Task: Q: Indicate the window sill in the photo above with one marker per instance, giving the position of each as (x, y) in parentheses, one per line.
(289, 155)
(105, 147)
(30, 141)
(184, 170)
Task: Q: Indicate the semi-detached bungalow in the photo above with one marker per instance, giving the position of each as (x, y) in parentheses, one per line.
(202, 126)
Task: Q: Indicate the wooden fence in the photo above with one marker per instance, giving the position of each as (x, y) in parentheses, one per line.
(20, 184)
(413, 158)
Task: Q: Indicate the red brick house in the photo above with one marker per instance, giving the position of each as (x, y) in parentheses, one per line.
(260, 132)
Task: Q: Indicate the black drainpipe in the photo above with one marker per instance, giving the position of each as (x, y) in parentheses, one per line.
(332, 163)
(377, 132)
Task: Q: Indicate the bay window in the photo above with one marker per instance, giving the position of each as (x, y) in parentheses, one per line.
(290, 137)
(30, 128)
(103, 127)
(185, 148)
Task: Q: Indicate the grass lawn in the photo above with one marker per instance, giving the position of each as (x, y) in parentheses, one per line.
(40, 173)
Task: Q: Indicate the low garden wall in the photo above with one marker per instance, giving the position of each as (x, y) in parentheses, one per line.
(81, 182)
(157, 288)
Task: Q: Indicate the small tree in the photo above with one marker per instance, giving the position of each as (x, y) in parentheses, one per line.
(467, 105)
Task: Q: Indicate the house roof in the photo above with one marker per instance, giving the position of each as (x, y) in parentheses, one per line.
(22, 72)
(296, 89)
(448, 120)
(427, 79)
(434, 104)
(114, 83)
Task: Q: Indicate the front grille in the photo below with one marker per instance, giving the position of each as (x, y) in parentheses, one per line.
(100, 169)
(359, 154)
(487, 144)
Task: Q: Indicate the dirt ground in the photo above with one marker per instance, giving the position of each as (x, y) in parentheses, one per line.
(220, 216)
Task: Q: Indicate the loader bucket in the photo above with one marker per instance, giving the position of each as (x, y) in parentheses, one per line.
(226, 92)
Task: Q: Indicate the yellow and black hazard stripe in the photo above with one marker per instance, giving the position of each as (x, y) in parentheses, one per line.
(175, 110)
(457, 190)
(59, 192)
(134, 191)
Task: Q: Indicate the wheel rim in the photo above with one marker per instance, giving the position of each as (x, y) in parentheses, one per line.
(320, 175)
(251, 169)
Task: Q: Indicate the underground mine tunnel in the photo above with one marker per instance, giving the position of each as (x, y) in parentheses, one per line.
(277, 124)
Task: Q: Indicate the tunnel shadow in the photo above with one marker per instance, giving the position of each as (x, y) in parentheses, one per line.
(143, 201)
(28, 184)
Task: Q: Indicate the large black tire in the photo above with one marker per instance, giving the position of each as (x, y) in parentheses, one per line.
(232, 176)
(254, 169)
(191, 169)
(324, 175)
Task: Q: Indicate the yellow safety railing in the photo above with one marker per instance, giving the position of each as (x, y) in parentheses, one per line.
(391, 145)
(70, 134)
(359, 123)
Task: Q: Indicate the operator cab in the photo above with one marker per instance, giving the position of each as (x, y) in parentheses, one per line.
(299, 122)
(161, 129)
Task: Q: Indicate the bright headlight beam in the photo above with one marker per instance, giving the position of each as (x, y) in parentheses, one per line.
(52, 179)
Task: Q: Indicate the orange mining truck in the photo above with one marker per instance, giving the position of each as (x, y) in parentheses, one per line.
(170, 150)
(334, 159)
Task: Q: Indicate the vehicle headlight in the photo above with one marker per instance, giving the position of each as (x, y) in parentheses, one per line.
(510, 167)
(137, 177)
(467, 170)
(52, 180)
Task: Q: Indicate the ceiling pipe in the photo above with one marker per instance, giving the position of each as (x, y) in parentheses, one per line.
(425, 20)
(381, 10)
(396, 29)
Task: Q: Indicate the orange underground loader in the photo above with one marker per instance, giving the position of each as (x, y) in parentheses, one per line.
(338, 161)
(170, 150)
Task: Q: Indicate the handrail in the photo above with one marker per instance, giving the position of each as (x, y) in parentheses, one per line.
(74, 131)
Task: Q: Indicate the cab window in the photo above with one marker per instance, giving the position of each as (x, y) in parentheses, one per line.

- **EXERCISE**: Extract, verbatim, the lines from the one containing "Task: Q: Indicate the operator" through the last line of the listing above.

- **THE OUTPUT**:
Task: Q: Indicate the operator cab in the photo above with one marker per instance, giving the position of each as (x, y) in parentheses, one per line.
(299, 122)
(161, 129)
Task: Q: Indicate the bright headlight beam in the photo above with one marker per instance, giving the position of each as (x, y) in parentheses, one per line.
(52, 179)
Task: Q: Indicate the orange mining truck in the photo above with one marker per instance, giving the position of each as (x, y) in parentheses, one per line.
(170, 150)
(334, 159)
Task: Q: Indicate the vehicle headlight in the photo above with one marker per instance, giving the position of each as (x, y) in parentheses, one per line.
(510, 167)
(137, 177)
(467, 170)
(52, 180)
Task: Q: Indicate the ceiling pipe in the photo above with one marker per instance, giving the position of each as (x, y) in parentheses, one per line.
(425, 20)
(381, 10)
(396, 29)
Task: Q: Indicate the orange underground loader in the photo above with one marker per instance, giving the position of each as (x, y) in parentheses, one per line.
(338, 161)
(170, 150)
Task: Q: Indicate the handrail in the photo above with one marker per instance, giving the position of each as (x, y) in parentheses, one per line.
(74, 131)
Task: Q: Indicate the cab window in the photo above with one marker per instance, giving the position of each as (x, y) in parentheses, one per line.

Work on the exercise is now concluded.